**TEXT UNDER STUDY**:
-*-
Now, as the emissions spewed by burning all that crude help roast the planet, a new anxiety has started to grip energy policy: the possibility of peak mineral.
The technologies the world is banking on to wean us off fossil fuels all depend on minerals, in various quantities: the so-called white gold of lithium and the bluish metal cobalt needed for batteries; the brittle metalloid tellurium used in solar cells and microchips; the tin for the soldering that forms a grid of cells on a panel; the soft, silvery cadmium and indium that formulate special kinds of thin-film photovoltaic equipment. Because renewables now make up the fastest-growing source of power generation worldwide, investors have been trying to bolster supplies of these minerals.
A new study published Thursday in Nature Climate Change tried to look more comprehensively than any previous effort at the world’s mineral future, considering 557 energy-transition scenarios that might keep the world from warming beyond 2 degrees Celsius, the target set as the maximum amount of allowable warming by the Paris climate accords. The researchers, a team of Chinese scientists led by the Beijing Institute of Technology, found that, even given moderate emission-reduction, the world would face shortages of up to 12 minerals by 2100 in every energy-transition scenario. In some regions of the world, such as the Middle East, twice as many minerals could be in shortfall.
But clean-energy technologies are advancing rapidly enough that trying to imagine the industry’s needs 75 years from now is a very theoretical exercise. Just as fears of peak oil were eventually mooted by technology, fears of peak mineral very well could be too.
-*-
**EXPLORE THE MATERIAL**:
1. Answer these questions about the text on mineral shortages, one line each:
(a) Which two minerals does it name as needed for batteries?
(b) How many energy-transition scenarios did the study consider?
(c) Which region could see twice as many minerals in shortfall?
2. Write the next paragraph of the text on mineral shortages, picking up after its final sentence.

[Referring expression grounding data]
-*-
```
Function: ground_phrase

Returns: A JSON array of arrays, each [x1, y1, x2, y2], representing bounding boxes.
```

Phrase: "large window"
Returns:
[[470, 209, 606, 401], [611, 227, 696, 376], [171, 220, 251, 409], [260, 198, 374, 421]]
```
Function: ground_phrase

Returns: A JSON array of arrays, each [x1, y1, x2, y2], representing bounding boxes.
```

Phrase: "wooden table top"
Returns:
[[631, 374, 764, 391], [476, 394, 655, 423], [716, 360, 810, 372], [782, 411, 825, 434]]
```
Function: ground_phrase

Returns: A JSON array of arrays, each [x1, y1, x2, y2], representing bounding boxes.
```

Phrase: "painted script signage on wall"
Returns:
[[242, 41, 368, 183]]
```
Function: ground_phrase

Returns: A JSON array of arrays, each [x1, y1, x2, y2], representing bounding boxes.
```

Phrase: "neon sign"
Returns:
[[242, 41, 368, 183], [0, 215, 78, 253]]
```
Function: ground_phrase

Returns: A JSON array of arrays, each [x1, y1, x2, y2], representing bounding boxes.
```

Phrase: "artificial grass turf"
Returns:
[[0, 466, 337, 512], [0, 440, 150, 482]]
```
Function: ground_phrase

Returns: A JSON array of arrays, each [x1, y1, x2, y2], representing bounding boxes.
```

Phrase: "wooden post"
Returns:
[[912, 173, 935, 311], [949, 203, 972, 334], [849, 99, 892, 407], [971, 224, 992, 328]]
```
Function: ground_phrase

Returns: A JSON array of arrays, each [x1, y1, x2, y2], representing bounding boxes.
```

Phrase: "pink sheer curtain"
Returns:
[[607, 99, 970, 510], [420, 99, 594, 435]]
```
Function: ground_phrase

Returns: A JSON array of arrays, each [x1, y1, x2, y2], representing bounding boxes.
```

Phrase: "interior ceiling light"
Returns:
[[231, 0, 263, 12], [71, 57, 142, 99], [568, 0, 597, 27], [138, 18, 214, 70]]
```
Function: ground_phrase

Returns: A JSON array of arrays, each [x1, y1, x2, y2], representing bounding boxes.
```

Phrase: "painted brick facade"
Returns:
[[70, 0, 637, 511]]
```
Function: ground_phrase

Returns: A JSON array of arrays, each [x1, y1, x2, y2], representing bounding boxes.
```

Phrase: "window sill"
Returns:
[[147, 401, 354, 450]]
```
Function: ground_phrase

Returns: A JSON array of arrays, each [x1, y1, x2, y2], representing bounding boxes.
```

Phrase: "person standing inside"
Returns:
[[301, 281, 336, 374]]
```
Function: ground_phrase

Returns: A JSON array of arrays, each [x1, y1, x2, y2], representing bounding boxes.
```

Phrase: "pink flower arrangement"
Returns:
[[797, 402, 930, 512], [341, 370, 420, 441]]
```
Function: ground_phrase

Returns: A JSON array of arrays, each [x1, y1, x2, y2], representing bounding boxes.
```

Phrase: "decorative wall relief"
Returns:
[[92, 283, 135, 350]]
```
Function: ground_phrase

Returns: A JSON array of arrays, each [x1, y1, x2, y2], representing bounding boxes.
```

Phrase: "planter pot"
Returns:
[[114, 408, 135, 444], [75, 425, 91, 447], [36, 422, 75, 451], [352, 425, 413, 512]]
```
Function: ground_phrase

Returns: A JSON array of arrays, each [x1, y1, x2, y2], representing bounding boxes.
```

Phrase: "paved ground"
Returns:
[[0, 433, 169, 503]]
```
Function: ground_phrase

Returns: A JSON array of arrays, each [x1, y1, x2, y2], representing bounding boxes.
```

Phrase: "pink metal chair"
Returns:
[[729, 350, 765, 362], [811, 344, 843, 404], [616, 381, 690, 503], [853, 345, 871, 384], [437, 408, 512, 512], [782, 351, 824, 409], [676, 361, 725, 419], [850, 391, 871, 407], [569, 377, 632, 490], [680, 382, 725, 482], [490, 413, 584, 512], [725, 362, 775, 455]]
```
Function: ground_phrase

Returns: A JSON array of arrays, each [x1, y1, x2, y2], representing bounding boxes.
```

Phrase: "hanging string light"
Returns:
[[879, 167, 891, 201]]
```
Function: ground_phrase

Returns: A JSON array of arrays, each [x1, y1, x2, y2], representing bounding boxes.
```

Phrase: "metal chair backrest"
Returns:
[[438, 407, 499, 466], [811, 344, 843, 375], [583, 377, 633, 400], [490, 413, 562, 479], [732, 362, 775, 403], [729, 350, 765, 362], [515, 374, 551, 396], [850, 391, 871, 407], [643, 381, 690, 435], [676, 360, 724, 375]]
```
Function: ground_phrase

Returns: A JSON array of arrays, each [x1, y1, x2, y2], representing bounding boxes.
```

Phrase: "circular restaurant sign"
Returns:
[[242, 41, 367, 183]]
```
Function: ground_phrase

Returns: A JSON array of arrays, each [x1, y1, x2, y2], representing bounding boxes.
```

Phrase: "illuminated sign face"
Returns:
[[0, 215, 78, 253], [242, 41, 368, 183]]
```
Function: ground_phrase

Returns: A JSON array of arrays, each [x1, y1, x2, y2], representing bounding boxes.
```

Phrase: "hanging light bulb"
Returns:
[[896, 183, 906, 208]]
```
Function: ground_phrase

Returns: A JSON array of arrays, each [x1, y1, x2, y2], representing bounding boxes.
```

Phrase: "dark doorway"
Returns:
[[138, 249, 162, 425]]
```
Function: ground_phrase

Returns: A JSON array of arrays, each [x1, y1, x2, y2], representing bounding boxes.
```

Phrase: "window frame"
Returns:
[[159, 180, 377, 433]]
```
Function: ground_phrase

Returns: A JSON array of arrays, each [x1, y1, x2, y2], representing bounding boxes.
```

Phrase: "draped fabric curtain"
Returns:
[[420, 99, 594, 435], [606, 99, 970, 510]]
-*-
**ANSWERS FOR THE EXERCISE**:
1.
(a) Lithium and cobalt.
(b) 557.
(c) The Middle East.

2.
It’s true that the world cannot currently meet humanity’s growing need for energy while phasing out fossil fuels. As Ashley Zumwalt-Forbes, a petroleum engineer who previously worked as the Department of Energy’s deputy director for batteries and critical materials, put it to me bluntly: “We need more mines.”
Known mineral reserves are limited, but the financial gymnastics necessary to open a mine are also a major barrier to increasing supply. These projects take decades to go from conception to operational; investors want to mine minerals that are cheap enough to be widely available (and therefore used in mass-market products), but expensive enough to make the new venture profitable. If the price of a mineral remains too high, though, the market for it won’t grow fast enough to make new mines worthwhile.
That’s what made the Trump administration’s decision last month to buy a big stake in MP Materials, the only active rare-earths mining company in the United States, so notable. It’s the first time since World War I, when the federal government nationalized the railroad system, that Washington has directly intervened in the private sector. The U.S. was certainly motivated by competition with China, which has gobbled up the world’s market share for mining and processing minerals needed for batteries and microchips, and recently slapped trade restrictions on exports of key metals. But because the Department of Defense now sets the price at which it will buy MP Materials’ minerals and is its largest shareholder, MP Materials is also insulated from the ups and downs of commodity trading.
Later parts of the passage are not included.